++++ Text segment

The Prophet Who was an Ancient Neurobiologist and Didn’t Know It

 

Daily Office Readings for December 20, 2019:

 

AM Psalm 40, 54; PM Psalm 51

Zech. 7:8-8:8; Rev. 5:6-14; Matt. 25:14-30

 

In our reading today from Zechariah, the prophet is speaking to the Israelites who have returned from exile and are busying themselves rebuilding the temple in Jerusalem.  He’s not talking about that, though. He’s cautioning the people that rebuilding the people, as well as the temple is not an either/or dichotomy. They are to Render true judgements, show kindness and mercy to one another; do not oppress the widow, the orphan, the alien, or the poor.”  Human nature being what it is, they promptly ignore his instructions, and they discover there is a reckoning with God about that.

 

I suppose all of us have heard the voice of a friend or loved one, at one time or another, in the middle of a bad decision where we’ve chosen selfishly at the expense of another, saying, “Someday you’re going to have to account for that.”  And, of course, we chose selfishly anyway. Perhaps we rationalized it, or leaned into the false notion that we deserved something for ourselves at the expense of another. Or perhaps we chose to simply not hear the cries of those in need, keeping them off our radar and out of our minds, in the way we can all ignore barking dogs or a regular schedule of trains going by the house.  

 

Similarly, we are no strangers to this when it comes to the poor or people who don’t look or seem “like us” at first glance.  It becomes far too easy to subdivide people in these groups as “deserving” or “not deserving”, the possession of things like a car, a TV set, or a smartphone often being the dividing line with the poor, or country of origin/skin color serving as the dividing line for the immigrant.  We all have biases, and to some degree, escaping them is difficult because they are embedded in our human nature; yet at the same time, when the choice is whether or not to go the extra mile for someone in need, it’s easy to lean into our subconscious biases and never consider cultural factors like embedded racism or any other “ism” as affirmers of those biases.

 

Also, to be honest, the more intelligent and sophisticated we are (or think we are), the easier it is to pooh-pooh notions of a God of equal parts justice and mercy, especially when we are dealing with the God of the Hebrew Scriptures, who too often sounds a little more like a mercurial alcoholic parent than anyone we’d want to respect, let alone revere, as God.  “God’s judgment” sounds a little more like threatening people with the boogeyman than any credible reason to change our behavior towards an already oppressed group of people. We think of ourselves as savvy enough to stave off any problems later with that whole notion of accounting for something down the road in what’s nebulously called “God’s judgment.” We are way more likely to wish God’s judgment on others, and God’s mercy for ourselves.

++++++++
++++ Dataset

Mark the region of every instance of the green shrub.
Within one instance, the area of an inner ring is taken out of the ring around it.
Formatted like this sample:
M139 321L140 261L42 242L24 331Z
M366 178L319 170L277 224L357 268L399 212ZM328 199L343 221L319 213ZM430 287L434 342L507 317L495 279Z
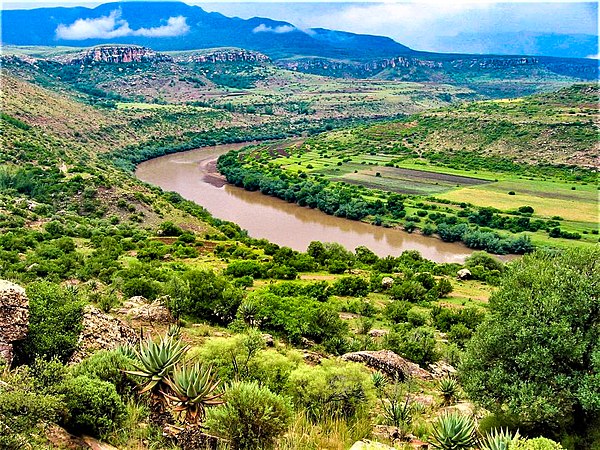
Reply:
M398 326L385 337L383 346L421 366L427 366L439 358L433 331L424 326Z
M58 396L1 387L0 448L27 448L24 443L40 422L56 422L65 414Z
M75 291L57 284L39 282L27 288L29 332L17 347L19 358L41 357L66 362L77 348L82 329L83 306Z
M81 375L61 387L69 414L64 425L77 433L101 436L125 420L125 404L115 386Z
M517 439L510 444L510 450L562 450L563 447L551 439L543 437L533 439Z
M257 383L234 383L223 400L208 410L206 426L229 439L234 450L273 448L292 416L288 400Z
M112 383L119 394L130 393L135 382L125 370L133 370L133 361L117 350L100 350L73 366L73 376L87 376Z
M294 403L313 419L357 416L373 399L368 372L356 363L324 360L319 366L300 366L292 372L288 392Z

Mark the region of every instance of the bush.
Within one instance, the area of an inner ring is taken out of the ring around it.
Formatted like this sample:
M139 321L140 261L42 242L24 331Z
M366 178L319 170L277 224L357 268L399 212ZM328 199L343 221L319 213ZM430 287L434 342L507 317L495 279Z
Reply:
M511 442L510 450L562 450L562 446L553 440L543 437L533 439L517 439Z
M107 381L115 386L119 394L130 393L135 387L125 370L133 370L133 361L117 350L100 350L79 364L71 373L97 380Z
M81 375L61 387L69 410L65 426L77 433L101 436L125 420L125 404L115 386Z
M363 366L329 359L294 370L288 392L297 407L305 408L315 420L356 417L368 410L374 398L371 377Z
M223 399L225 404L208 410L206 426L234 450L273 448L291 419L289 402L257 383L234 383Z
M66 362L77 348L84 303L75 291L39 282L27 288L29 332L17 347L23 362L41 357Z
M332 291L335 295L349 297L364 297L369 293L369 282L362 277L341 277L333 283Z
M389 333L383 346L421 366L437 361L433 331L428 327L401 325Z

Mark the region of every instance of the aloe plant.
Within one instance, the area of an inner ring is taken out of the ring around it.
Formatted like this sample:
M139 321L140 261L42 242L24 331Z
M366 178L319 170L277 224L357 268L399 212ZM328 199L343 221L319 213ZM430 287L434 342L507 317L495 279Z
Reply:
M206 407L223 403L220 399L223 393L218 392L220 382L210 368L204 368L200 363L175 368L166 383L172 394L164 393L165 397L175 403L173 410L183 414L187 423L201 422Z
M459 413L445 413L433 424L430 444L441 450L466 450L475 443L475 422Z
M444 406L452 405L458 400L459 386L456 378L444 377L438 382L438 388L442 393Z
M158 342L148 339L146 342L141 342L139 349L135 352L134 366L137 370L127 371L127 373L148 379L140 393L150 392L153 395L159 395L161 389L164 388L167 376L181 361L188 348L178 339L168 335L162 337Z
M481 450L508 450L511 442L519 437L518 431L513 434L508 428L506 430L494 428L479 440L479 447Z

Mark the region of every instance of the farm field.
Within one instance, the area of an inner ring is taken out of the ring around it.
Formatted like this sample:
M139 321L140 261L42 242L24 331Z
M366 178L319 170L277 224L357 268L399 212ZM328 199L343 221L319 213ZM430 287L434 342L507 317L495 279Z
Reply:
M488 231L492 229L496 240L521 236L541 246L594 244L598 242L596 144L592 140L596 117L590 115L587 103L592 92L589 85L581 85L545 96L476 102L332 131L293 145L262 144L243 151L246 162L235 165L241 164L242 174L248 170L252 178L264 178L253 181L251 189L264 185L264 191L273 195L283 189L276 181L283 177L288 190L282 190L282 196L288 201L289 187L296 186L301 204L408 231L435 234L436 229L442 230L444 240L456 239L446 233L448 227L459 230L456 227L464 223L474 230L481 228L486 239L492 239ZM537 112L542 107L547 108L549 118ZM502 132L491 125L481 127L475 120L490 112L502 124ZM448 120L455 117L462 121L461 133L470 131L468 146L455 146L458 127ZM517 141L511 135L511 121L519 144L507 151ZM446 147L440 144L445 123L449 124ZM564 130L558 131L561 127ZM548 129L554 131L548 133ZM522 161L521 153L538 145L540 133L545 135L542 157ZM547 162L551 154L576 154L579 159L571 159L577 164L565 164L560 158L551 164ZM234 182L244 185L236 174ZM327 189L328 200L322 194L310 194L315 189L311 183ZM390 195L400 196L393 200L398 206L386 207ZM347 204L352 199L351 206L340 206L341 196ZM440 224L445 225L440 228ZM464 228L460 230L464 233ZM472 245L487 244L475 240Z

++++++++

### Directions for this task
In the reflection on Zechariah, whom is the prophet addressing? The collected data has no role in this.

### Answer section
The Israelites who have returned from exile and are rebuilding the temple in Jerusalem.